Goals:
[1] For the excerpt below on the European Union's contact with the Kremlin, decide whether each statement agrees with it. Answer yes or no for each, and quote the deciding words from the text.
(a) The contacts between the EU and the Russian side have produced substantive agreements.
(b) Brussels is acting as a neutral arbiter between Kyiv and Moscow.
(c) The office of European Council President António Costa has held brief diplomatic exchanges with the Russian side.
[2] Reproduce the part of the excerpt below on the EU's contact with the Kremlin, starting with "After years of" and going on through "negotiations become unavoidable.".

After years of politically isolating Moscow, the European Union has begun cautiously reopening a technical line of contact with the Kremlin. The office of European Council President António Costa has held brief diplomatic exchanges with the Russian side to establish a communication channel in case future negotiations become unavoidable.

There have been no substantive agreements. This is not yet a peace negotiation, not a new format and not an attempt by Brussels to become a neutral mediator between Kyiv and Moscow. But the very fact of contact matters: the EU no longer wants to find itself in a position where the future of European security is discussed without it.

In this logic, Brussels is acting not as an arbiter, but as a party with its own interests. Russia’s war against Ukraine has long ceased to be only a Ukrainian question. It defines the security of EU borders, energy policy, defense production, sanctions, migration and the future architecture of deterrence on the continent.

For Daycom, this move is revealing: Europe is gradually shifting from a moral position to institutional self-defense. It is not abandoning support for Ukraine, but it is preparing for the moment when a conversation about peace may become a conversation about the new order in Europe.

The most dangerous scenario for the EU would be one in which the United States conducts the main dialogue with Moscow, Ukraine fights for its own red lines, and Europe remains the payer, arms supplier and territory of risk — but not a full participant in the outcome. That is exactly what Brussels is trying to avoid.

This is why the contact with the Kremlin should not be read as a softening of Europe’s position. It is rather an attempt to have a working phone line when the hard phase of diplomacy begins. Without such a channel, the EU risks reacting to deals made by others instead of shaping its own conditions.

Зліва направо: президент США Дональд Трамп, президент Франції Еммануель Макрон та президент України Володимир Зеленський під час робочої сесії на саміті G7 в Евіан-ле-Бен, Франція, 16 червня 2026 року — Тібо Камю

Brussels’ formula remains careful: the EU is not a neutral mediator because it stands with Ukraine and defends its own security. This is a fundamental distinction. A mediator seeks equidistance. Europe seeks guarantees that any future peace will not become a pause before another Russian aggression.

Given information:
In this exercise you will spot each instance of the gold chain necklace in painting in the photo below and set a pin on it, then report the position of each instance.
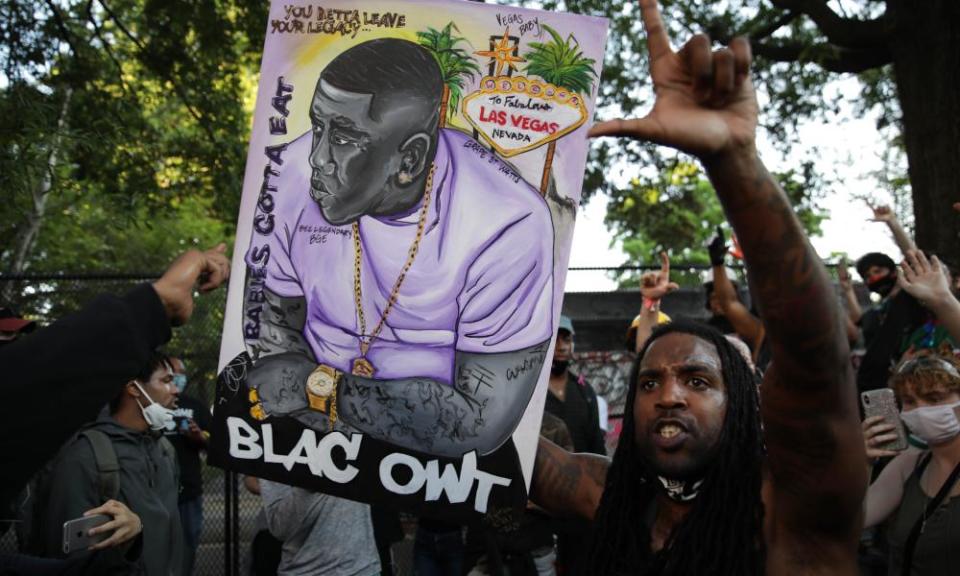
(362, 366)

Solutions for each task:
[1]
(a) No: "There have been no substantive agreements."
(b) No: "Brussels is acting not as an arbiter, but as a party with its own interests."
(c) Yes: "The office of European Council President António Costa has held brief diplomatic exchanges with the Russian side"

[2]
After years of politically isolating Moscow, the European Union has begun cautiously reopening a technical line of contact with the Kremlin. The office of European Council President António Costa has held brief diplomatic exchanges with the Russian side to establish a communication channel in case future negotiations become unavoidable.